Saturday, March 13, 2021

The grief journey – sad, scary, exciting, etc


I went to a reunion/memorial event for a school friend who passed away.  There are always remarkable things said and heard at these events.  Death brings the best life out of us as we face inevitable truths, just as death brings us into even closer connection with one another.  Death is not all bad.

As I listened in on the conversations I was party to, one particular piece of wisdom struck me poignantly.  “It’s sad, scary, exciting,” was what I heard.  I’m actually not sure the third word was ‘exciting’ but I will leave it as that because each of these words together explain the grief process well.

Grief is a mixed bag of a compendium of emotions — sometimes like all the seasons in one day.

Grief is full of sadness.  Sorrow.  Depression.  Unchangeable realities — yes, more than one, many realities in fact that would be changed back if only we could.

There is so much gut-wrenching distress that goes with the grief journey, waves and waves of it, to the point of nausea, over and over again.  Just when you think a corner is turned toward happiness, joy or contentment, in comes the tide of cosmic emptiness and that current convinces us that there is no hope.

Tears upon swelling and sobbing tears, tears that roll down the cheeks, tears that won’t stop.  But just as much an inability to sleep and stop analysing, yet a paralysis in many other functional areas of life.

Grief is also scary.  You often don’t know from one moment to the next just what will come, which evokes tremendous anxiety, panic attacks and the like.

• [DATA SUPPLIED]:
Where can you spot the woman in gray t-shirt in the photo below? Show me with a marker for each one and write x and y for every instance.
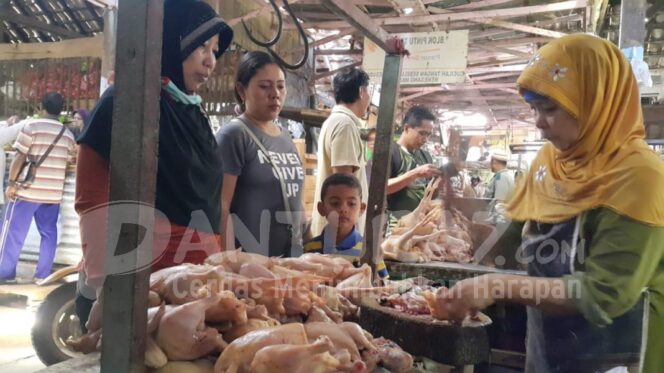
(251, 193)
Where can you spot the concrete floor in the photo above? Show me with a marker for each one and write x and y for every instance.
(17, 307)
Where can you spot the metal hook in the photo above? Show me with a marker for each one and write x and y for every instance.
(303, 35)
(267, 45)
(276, 37)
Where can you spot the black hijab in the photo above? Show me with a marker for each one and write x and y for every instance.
(189, 173)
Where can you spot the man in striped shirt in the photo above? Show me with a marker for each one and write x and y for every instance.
(40, 199)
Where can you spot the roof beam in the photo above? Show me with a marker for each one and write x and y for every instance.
(509, 42)
(361, 21)
(497, 69)
(332, 72)
(104, 3)
(258, 12)
(69, 48)
(472, 5)
(331, 38)
(522, 28)
(460, 16)
(540, 24)
(356, 2)
(20, 19)
(448, 87)
(513, 52)
(498, 62)
(337, 52)
(495, 76)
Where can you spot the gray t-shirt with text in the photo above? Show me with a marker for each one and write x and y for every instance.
(257, 206)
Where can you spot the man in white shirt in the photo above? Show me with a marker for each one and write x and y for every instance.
(340, 147)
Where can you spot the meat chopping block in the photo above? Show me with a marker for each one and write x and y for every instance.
(421, 335)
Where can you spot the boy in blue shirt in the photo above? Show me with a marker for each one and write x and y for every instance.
(341, 204)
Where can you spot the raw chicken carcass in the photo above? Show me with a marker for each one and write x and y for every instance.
(392, 357)
(437, 310)
(182, 332)
(234, 259)
(237, 357)
(308, 358)
(184, 287)
(237, 331)
(338, 336)
(426, 204)
(154, 355)
(229, 308)
(87, 343)
(362, 279)
(197, 366)
(255, 270)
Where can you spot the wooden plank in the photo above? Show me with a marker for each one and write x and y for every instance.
(258, 12)
(360, 21)
(380, 168)
(332, 72)
(104, 3)
(518, 27)
(471, 5)
(338, 52)
(448, 87)
(71, 48)
(499, 32)
(8, 15)
(510, 42)
(133, 169)
(460, 16)
(513, 52)
(325, 40)
(632, 23)
(421, 335)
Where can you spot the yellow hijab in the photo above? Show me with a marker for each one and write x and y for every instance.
(610, 165)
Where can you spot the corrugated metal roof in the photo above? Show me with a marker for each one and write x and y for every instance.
(73, 16)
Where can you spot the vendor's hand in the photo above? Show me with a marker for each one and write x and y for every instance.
(10, 193)
(425, 171)
(466, 298)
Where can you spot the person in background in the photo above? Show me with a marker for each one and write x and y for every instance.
(186, 229)
(340, 146)
(587, 218)
(78, 122)
(411, 166)
(501, 186)
(8, 134)
(341, 205)
(41, 198)
(253, 211)
(476, 184)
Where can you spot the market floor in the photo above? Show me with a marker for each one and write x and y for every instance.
(17, 314)
(16, 352)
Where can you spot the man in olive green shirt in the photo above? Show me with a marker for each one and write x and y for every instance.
(502, 185)
(410, 164)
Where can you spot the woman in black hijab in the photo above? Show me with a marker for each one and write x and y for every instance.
(189, 174)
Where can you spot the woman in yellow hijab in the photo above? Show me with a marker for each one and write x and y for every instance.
(590, 213)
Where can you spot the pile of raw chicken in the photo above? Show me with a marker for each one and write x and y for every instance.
(430, 233)
(243, 312)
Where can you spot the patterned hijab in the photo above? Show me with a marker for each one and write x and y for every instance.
(610, 165)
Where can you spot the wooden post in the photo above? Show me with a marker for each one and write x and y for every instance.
(108, 59)
(380, 168)
(133, 168)
(632, 23)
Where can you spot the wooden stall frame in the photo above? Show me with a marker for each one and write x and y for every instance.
(133, 169)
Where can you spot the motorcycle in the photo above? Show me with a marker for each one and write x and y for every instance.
(56, 319)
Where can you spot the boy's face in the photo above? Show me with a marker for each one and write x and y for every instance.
(342, 204)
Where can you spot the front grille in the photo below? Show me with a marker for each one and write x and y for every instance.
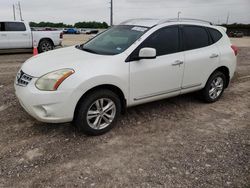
(23, 79)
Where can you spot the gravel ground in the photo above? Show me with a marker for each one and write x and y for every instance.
(177, 142)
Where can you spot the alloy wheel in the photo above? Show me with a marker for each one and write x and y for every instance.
(101, 113)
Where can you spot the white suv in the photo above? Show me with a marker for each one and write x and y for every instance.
(136, 62)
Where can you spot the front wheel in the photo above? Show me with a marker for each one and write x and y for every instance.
(214, 88)
(98, 112)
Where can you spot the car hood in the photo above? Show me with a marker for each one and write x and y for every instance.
(69, 57)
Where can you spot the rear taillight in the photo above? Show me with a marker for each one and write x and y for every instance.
(235, 49)
(61, 35)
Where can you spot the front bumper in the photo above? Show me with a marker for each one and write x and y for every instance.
(46, 106)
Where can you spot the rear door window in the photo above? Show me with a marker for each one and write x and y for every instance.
(14, 26)
(195, 37)
(216, 35)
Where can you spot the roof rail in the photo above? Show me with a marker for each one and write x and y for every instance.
(184, 20)
(138, 19)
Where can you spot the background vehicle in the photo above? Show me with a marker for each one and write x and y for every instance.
(18, 35)
(237, 34)
(133, 63)
(72, 31)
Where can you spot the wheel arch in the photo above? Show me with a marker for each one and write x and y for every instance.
(225, 71)
(110, 87)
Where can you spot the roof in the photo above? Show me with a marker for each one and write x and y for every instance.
(150, 22)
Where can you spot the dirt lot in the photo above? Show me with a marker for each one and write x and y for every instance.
(178, 142)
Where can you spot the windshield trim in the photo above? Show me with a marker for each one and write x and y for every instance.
(81, 47)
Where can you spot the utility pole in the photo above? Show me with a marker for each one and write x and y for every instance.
(111, 12)
(228, 14)
(14, 12)
(20, 10)
(179, 13)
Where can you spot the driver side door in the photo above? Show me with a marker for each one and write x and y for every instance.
(154, 79)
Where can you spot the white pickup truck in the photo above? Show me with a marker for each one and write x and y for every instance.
(16, 35)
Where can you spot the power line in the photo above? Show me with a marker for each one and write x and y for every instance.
(20, 10)
(14, 12)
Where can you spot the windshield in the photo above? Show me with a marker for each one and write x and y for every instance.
(115, 40)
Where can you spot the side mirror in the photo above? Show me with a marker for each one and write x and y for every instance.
(147, 53)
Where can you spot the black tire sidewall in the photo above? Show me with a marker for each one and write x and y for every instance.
(205, 92)
(81, 116)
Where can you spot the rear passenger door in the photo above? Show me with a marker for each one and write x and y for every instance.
(18, 35)
(153, 79)
(201, 57)
(4, 41)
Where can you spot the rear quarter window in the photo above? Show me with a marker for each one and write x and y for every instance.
(195, 37)
(215, 34)
(14, 26)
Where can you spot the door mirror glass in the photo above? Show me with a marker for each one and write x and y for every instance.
(147, 53)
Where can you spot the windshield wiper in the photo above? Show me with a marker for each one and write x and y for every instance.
(81, 47)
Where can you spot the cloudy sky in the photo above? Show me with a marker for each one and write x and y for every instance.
(71, 11)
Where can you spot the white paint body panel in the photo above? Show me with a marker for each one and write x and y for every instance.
(140, 81)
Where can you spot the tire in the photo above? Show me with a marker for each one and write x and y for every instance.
(93, 121)
(214, 88)
(45, 45)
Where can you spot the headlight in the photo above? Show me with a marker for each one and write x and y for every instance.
(52, 80)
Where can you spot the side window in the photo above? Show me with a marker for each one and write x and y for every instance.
(195, 37)
(165, 41)
(14, 26)
(216, 35)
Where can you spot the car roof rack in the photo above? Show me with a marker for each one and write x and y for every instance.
(184, 20)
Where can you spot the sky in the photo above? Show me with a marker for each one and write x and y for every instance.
(71, 11)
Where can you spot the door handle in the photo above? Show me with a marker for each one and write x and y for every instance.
(214, 56)
(178, 62)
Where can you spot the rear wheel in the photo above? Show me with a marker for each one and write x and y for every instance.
(45, 45)
(98, 112)
(215, 87)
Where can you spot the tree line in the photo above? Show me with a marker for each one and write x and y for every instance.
(94, 24)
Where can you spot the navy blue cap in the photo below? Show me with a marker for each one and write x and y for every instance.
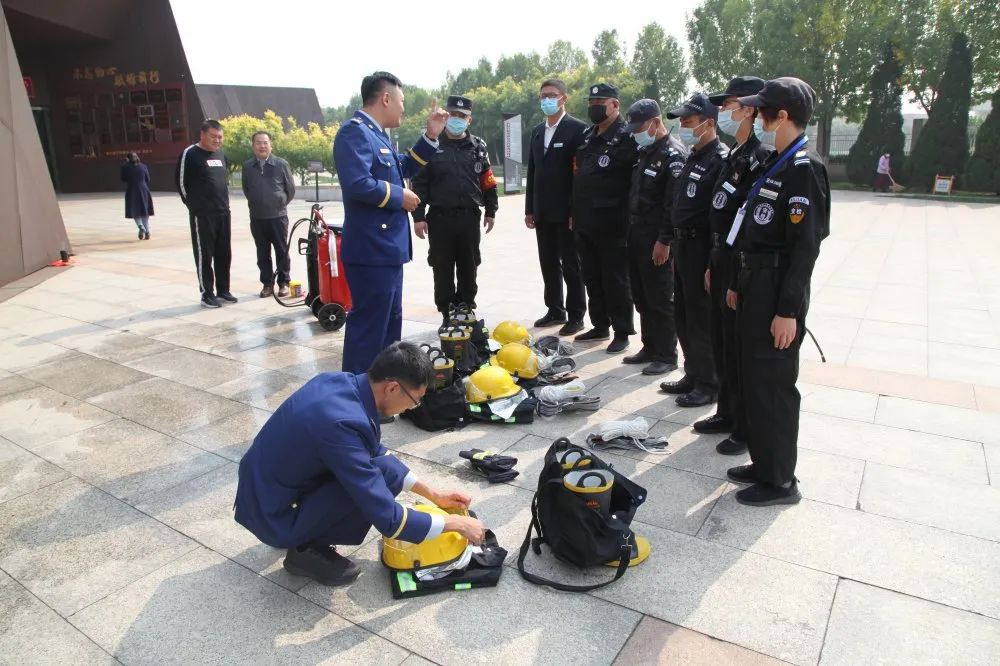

• [REQUIRED ACTIONS]:
**A)** Answer these questions about the grief post:
(i) What kind of event did the writer attend, and for whom?
(ii) Which of the three words the writer heard is the writer not sure was actually said?
(iii) To what does the writer say grief is sometimes like?
**B)** Report every line of the listing that contains the string "window".
The grief post and the listing come from separate, unrelated sources.

• [RESULTS OF THE EXERCISE]:
**A)**
(i) A reunion/memorial event for a school friend who passed away.
(ii) "Exciting."
(iii) All the seasons in one day.

**B)**
Where can you spot the rear door window in the photo above? Show me with a marker for each one and write x and y for every instance.
Where can you spot the rear quarter window in the photo above? Show me with a marker for each one and write x and y for every instance.
Where can you spot the side window in the photo above? Show me with a marker for each one and write x and y for every instance.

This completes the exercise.